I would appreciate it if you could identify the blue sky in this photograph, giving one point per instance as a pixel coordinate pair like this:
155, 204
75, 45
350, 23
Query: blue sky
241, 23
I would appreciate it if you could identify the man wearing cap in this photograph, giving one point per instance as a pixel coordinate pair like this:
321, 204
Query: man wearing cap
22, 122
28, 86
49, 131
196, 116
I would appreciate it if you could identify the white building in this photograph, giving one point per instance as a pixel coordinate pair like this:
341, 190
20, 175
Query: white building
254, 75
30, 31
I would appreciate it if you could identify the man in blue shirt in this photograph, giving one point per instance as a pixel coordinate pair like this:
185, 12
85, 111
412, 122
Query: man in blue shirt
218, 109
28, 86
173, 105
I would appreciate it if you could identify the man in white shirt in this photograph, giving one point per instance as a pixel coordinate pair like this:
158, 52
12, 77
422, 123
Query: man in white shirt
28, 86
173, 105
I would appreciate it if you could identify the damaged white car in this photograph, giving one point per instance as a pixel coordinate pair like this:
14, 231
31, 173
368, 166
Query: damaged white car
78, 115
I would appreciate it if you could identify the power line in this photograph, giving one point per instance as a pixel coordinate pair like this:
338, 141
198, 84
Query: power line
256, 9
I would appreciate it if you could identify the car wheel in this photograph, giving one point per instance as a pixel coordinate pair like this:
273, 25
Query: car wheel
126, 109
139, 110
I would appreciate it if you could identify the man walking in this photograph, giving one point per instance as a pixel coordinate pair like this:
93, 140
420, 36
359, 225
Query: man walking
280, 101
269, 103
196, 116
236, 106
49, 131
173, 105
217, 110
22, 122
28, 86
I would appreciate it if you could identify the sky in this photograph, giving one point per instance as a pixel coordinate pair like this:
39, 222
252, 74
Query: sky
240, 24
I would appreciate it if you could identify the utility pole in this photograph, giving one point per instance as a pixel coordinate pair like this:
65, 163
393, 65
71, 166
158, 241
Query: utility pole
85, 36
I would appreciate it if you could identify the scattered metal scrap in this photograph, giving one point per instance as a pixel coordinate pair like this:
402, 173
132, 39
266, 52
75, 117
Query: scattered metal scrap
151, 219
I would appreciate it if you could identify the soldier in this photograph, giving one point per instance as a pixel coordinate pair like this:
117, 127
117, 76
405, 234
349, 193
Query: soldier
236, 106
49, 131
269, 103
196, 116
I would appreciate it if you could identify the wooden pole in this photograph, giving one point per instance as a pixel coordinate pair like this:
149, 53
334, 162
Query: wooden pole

━━━━━━━━

From the line containing "I would appreciate it if you could identify the scattered" down to the final line of the data, write out every line exactly; both the first and last of these belong in your answer, and nothing else does.

- _RESPONSE_:
I would appreciate it if you could identify the scattered metal scrap in this photograph, giving one point per instance as a pixel coordinate pair like this:
402, 173
132, 39
266, 52
75, 117
Query: scattered metal scrap
151, 219
I would appreciate it if you could identify the soldier in this photograph, giving one point per instance as a pixel coordinate pair like this:
117, 127
117, 76
405, 234
349, 193
Query: soldier
236, 106
49, 131
269, 103
196, 116
I would appreciate it if you could identify the wooden pole in this photograph, giving one point per instance as a pixel coordinate pair like this:
149, 53
334, 162
Query: wooden pole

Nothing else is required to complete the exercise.